(To-do list)
1 > In the boosted trees text, quote the passage from "Boosted trees build on" up to and including "characteristic of boosting.".
2 > According to the boosted trees text, what are the shallow decision trees used as weak learners often called?
3 > Translate this sentence from the boosted trees text into Spanish: "The effectiveness of boosted trees has made them popular for various tasks, including classification, regression, and ranking."

(Document text)
——————————

Boosted trees are a powerful ensemble technique in machine learning that combine multiple weak learners, typically decision trees, into a strong learner. Unlike bagging methods, which train trees independently, boosting fits models sequentially, with each new model correcting the errors of the previous ensemble. Gradient boosting, one of the most popular variants, optimizes a loss function by iteratively adding trees that reduce the residual errors of the current ensemble.

10.3.1 Introduction

Boosted trees build on the general concept of boosting, which aims to create a strong predictor from a series of weak predictors. In boosted trees, the weak learners are shallow decision trees, often referred to as “stumps,” and they are added sequentially to the model. At each step, a new tree focuses on the training instances that are hardest to predict, improving overall accuracy. This iterative focus on “hard-to- predict” instances is the defining characteristic of boosting.

The effectiveness of boosted trees has made them popular for various tasks, including classification, regression, and ranking. They also form the foundation for algorithms like XGBoost, LightGBM, and CatBoost, known for their speed and scalability.

10.3.2 Boosting Process

The boosting process in gradient boosted trees builds an ensemble by adding trees iteratively, each designed to minimize the residual errors from the combined predictions of the previous trees. This iterative approach allows the model to refine its predictions by optimizing a loss function, denoted as \(L(y, F(x))\), where \(y\) is the true value and \(F(x)\) is the model’s prediction.

10.3.2.1 Model Iteration

The boosting process can be delineated as follows:

  1. Initialization: Start with a base model \(F_0(x)\), which is usually the mean of the target variable in regression or the log odds in classification:

    • For regression: \(F_0(x) = \text{mean}(y_i)\).
    • For classification: \(F_0(x) = \log \left( \frac{P(y=1)}{1-P(y=1)} \right)\).

——————————

(Bounding-box records)
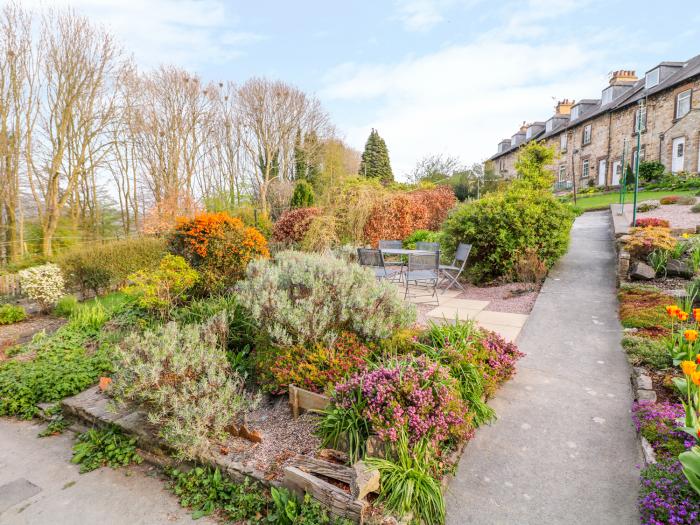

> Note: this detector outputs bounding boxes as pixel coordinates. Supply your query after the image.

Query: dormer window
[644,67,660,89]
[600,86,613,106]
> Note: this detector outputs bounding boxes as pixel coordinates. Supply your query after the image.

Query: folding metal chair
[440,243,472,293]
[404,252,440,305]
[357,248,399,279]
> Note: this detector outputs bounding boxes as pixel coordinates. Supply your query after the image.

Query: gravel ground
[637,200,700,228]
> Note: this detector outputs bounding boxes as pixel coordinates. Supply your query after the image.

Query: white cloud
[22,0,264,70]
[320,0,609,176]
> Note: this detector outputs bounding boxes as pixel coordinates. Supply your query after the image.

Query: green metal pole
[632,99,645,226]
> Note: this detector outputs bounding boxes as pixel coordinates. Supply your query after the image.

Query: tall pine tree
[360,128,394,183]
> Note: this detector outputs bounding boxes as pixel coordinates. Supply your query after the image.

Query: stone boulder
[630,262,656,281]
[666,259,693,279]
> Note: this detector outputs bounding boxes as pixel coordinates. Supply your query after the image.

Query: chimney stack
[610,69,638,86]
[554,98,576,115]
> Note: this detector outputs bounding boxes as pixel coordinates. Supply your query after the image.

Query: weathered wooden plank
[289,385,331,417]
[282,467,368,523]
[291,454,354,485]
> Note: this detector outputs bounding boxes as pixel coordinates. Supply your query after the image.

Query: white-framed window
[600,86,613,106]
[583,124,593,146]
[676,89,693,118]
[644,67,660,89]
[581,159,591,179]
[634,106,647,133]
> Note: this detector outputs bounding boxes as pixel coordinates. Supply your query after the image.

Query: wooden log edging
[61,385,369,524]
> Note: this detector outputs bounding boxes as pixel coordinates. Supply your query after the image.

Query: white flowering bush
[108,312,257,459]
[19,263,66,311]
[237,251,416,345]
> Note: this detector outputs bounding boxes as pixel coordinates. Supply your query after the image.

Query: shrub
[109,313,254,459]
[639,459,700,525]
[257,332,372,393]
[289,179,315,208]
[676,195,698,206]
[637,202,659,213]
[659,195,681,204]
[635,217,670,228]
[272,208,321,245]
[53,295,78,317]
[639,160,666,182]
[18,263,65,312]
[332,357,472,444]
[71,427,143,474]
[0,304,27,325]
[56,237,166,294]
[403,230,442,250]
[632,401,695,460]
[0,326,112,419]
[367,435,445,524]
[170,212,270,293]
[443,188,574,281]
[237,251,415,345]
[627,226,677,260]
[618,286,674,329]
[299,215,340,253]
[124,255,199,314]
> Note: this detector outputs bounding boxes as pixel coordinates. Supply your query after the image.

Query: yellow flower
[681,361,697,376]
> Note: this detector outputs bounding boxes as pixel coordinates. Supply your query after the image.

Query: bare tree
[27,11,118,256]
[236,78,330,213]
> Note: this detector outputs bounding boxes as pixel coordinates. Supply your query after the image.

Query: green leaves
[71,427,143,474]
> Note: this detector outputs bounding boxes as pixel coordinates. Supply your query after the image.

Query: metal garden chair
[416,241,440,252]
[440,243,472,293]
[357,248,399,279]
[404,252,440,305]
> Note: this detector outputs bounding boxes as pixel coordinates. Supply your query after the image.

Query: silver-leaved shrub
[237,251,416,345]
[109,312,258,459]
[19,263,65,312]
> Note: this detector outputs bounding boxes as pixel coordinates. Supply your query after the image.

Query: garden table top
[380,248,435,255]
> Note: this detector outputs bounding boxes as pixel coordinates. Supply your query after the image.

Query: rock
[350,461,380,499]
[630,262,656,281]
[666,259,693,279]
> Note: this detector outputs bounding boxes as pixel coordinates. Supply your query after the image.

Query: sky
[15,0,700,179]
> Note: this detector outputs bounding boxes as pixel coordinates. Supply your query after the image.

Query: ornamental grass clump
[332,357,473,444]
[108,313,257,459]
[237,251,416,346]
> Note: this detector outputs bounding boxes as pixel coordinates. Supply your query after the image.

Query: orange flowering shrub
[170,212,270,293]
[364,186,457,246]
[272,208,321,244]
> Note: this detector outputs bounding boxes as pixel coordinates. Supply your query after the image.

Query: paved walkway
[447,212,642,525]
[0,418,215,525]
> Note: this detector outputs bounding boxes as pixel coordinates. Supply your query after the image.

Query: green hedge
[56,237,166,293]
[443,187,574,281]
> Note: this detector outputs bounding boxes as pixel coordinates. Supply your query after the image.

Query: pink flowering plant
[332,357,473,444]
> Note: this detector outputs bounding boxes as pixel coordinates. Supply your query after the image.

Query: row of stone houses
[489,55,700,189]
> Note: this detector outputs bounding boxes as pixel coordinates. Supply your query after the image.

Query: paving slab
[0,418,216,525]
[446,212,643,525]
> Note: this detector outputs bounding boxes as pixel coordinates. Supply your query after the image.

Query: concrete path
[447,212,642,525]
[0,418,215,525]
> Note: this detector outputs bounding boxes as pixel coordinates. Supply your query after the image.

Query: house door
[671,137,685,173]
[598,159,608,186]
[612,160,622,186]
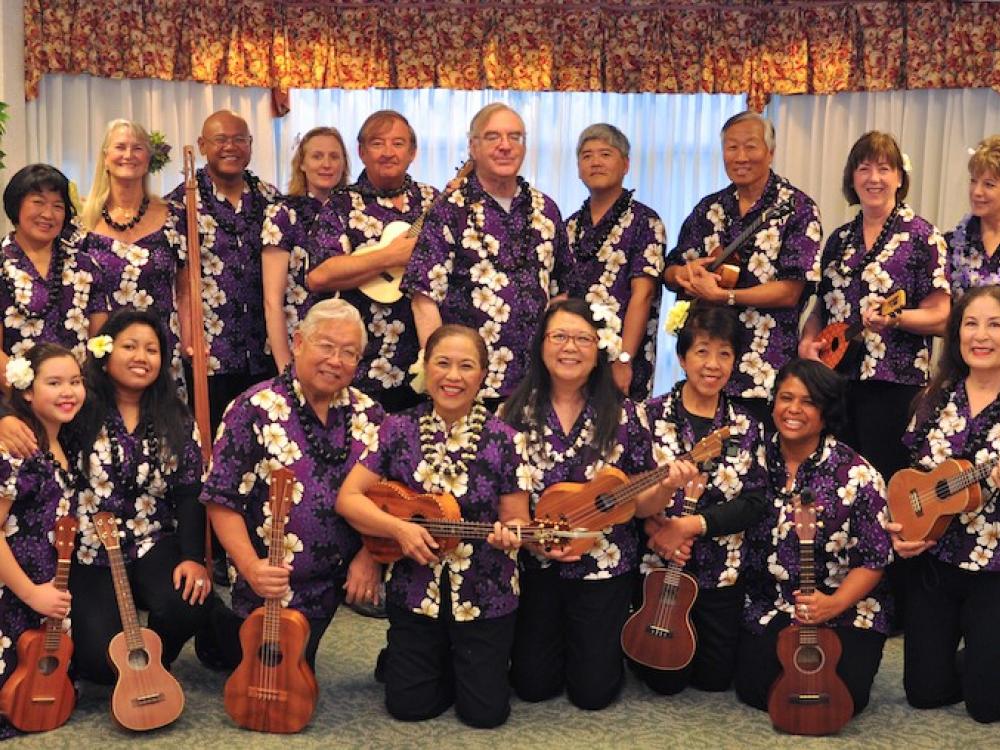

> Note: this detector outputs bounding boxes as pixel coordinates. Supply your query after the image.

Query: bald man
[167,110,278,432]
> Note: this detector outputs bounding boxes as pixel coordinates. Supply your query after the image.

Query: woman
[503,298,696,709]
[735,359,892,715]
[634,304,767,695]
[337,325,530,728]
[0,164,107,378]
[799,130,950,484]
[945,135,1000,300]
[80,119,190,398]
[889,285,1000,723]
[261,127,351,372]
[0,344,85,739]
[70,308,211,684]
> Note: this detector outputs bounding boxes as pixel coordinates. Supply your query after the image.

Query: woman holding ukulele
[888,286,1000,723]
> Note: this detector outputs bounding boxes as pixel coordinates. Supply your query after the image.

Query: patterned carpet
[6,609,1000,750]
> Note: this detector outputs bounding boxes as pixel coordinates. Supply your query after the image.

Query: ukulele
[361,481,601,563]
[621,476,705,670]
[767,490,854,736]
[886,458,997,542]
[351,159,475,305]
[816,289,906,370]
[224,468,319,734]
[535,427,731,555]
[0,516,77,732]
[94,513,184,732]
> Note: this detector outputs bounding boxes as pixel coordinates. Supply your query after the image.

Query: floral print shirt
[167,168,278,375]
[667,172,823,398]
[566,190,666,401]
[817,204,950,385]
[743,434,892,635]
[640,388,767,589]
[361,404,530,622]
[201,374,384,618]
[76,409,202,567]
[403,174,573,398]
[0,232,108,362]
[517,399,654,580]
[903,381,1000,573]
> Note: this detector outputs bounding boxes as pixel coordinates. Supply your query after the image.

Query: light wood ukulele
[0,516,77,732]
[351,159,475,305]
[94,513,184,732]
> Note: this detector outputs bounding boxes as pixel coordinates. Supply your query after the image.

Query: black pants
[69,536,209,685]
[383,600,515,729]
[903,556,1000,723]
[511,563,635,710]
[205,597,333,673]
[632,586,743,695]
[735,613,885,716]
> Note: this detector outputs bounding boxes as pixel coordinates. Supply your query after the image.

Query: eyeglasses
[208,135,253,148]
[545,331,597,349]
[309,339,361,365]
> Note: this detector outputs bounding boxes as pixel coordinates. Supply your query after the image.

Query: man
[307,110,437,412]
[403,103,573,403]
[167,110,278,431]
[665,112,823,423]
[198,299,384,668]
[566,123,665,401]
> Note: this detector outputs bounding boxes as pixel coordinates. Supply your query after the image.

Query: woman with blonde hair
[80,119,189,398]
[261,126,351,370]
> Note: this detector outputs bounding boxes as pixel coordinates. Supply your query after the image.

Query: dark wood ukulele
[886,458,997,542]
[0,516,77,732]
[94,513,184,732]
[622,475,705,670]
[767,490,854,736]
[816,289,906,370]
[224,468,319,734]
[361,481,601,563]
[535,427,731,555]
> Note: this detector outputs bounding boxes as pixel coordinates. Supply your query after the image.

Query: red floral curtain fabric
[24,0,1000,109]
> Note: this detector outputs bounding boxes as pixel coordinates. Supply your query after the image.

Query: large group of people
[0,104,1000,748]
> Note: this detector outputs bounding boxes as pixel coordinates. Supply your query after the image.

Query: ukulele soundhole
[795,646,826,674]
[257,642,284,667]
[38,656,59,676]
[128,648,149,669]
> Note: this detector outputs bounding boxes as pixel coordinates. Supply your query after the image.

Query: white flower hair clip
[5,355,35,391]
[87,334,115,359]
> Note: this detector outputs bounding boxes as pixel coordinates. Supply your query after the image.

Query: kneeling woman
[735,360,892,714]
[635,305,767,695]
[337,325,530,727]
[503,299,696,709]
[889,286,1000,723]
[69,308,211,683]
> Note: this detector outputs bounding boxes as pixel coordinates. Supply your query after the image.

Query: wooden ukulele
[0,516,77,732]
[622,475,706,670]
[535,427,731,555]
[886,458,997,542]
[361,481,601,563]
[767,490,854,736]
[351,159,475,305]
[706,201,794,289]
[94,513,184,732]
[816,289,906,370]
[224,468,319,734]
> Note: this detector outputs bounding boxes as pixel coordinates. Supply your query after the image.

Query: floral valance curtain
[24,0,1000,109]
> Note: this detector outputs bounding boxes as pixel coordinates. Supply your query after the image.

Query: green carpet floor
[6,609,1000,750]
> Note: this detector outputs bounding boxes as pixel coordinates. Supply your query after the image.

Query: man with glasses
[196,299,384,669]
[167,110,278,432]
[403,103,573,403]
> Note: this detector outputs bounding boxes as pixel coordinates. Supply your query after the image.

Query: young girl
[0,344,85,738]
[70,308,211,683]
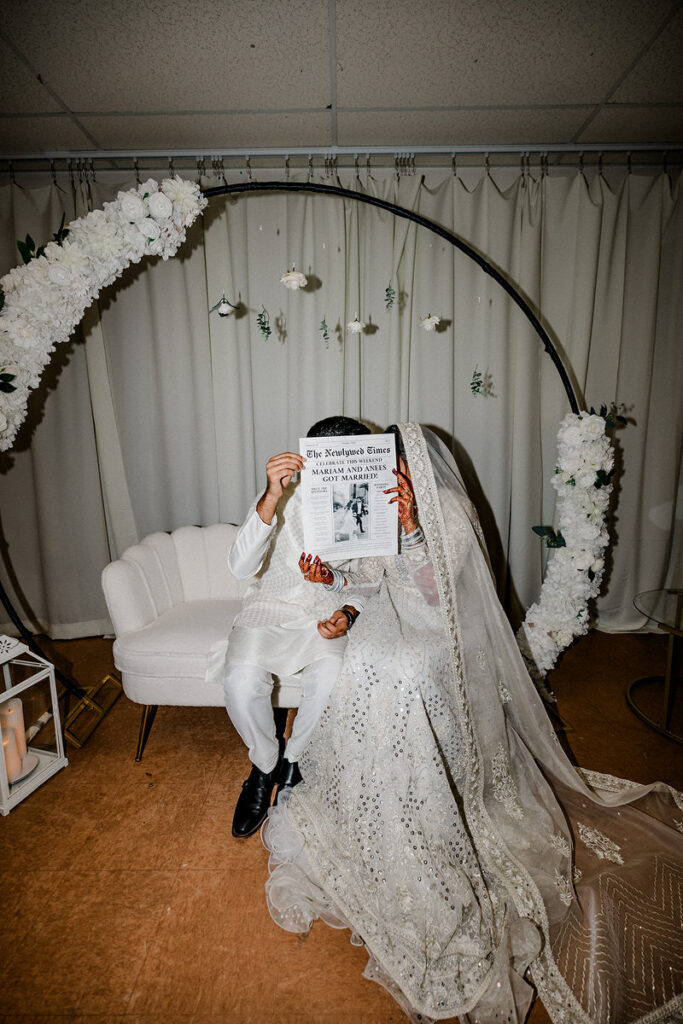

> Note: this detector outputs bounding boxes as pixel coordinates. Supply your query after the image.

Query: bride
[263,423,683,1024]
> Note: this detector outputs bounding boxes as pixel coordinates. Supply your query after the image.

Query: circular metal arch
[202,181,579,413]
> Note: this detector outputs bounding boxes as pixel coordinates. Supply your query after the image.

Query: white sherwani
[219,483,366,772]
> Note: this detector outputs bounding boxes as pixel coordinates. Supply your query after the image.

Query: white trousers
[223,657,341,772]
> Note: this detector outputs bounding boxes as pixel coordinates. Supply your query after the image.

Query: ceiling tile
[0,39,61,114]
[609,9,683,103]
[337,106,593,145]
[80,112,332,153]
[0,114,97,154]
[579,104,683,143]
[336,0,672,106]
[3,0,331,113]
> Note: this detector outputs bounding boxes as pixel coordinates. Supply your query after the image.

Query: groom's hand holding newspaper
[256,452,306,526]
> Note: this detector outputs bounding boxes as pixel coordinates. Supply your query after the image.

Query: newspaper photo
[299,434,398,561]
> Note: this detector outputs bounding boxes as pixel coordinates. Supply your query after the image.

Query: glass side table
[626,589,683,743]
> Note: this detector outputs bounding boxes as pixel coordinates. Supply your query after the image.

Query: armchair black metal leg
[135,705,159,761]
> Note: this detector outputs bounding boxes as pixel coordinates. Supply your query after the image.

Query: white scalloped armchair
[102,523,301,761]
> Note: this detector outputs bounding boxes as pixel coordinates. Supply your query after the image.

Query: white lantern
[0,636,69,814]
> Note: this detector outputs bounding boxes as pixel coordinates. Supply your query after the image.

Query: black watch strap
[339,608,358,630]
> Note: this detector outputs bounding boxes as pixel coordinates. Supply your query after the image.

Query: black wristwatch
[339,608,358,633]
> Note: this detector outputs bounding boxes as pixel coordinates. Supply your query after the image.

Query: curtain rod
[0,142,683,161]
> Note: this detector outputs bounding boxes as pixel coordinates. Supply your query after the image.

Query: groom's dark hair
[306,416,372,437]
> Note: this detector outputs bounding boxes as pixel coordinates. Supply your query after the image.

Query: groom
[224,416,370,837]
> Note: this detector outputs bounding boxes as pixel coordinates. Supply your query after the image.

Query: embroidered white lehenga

——————————

(Exercise results)
1 >
Boosted trees build on the general concept of boosting, which aims to create a strong predictor from a series of weak predictors. In boosted trees, the weak learners are shallow decision trees, often referred to as “stumps,” and they are added sequentially to the model. At each step, a new tree focuses on the training instances that are hardest to predict, improving overall accuracy. This iterative focus on “hard-to- predict” instances is the defining characteristic of boosting.

2 > Stumps.

3 > La eficacia de los árboles potenciados los ha hecho populares para diversas tareas, entre ellas la clasificación, la regresión y el ordenamiento.